It's our pricing. Sorry, that's what it is because the value is there. All right, then when you compete against bigger guys, focus on quality over quantity. So focus on quality over quantity. Make sure everything that you do, every interaction that you have that client is world class. Make sure you follow up.
Make sure if you commit that you're going to get them something by a certain date, you get it a day earlier. So always build some lag time into your commitment so you can always over deliver. Make sure that when you roll a truck to a job site, that truck has been through the car wash and it's clean. Make sure that your guys in the field have clean uniforms.
Everything that you do to focus on quality is going to make you stand out and allow you to compete against the bigger guys. I don't know how many times we've closed deals at OGGN because people appreciate the quality of our audio. That's such a simple thing but the quality of our podcast audio is so good and by the way, people wasn't always that good.
It took us a long time to get there but that when people listen to our podcast to go, man, this is what I want to represent my brand is this quality of audio. So always focus on quality over quantity. Yeah. I don't have a lot to add there but I do want to take one step back or a few steps back to talking about competitive intelligence.

# Record list
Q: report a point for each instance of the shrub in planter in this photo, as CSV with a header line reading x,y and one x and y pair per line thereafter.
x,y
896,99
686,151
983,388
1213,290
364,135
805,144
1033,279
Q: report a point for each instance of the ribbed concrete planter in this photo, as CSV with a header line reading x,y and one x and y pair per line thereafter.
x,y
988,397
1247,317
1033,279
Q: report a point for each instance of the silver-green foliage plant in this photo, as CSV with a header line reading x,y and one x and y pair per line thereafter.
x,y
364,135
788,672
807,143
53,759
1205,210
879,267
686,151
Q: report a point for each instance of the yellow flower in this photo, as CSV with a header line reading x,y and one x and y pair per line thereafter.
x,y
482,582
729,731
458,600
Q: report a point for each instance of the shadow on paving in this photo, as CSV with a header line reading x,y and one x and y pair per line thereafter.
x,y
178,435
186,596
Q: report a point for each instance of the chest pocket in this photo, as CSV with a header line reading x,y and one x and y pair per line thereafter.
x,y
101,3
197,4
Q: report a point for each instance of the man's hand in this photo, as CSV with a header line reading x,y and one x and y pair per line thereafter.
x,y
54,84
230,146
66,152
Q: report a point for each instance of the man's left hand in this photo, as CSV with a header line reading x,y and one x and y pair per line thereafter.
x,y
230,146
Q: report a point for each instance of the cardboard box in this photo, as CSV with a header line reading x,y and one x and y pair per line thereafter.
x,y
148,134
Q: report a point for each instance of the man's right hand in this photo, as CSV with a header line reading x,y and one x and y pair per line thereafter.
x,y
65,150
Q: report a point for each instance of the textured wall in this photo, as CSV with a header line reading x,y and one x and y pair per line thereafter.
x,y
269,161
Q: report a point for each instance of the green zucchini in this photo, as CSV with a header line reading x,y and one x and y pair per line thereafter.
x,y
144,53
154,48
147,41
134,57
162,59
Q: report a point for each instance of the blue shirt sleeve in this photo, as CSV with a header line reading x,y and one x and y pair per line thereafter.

# Complete the following
**A)** In the passage on competing through quality, when should a business deliver something it has committed to provide by a certain date?
**B)** Write a continuation of the passage on competing through quality, starting after its final sentence.
The material above is separate from the passage on competing through quality.

# Final results
**A)** A day earlier than the committed date.

**B)**
I think we didn't really hit on that or is that something we're going to cover? We're getting to. We're getting there. Yeah. I have a lot to share there. I would just say follow through on your commitments.
I mean, that's like the most common thing in business but like if I say, hey, I'm going to send you an email tonight, I'm going to send them an email tonight. Doesn't matter what, right? Do what you say you're going to do. I'll get you something by money. I would always say end of day versus like into the business day but the end of the day
EOD but whatever you commit to, whatever you do, you really just need to do what you say you're going to do and if people can rely on that, they'll trust anything else you say because they need to know what's true and untrue when they're trying to make a decision and so if they just know that if they talk to you, you're going to give them the straight deal, how it is and they can make good decisions based on good data. Everything else falls into place but like being prepared, being put together, like taking
care of your stuff, all of that goes into this person is going to follow through and this person is going to deliver and this person is reliable and consistent and I want to work with this type of person. Yeah, and to Matt's point, even if that news is bad news, share it as soon as you know it, right? You will get respect for that.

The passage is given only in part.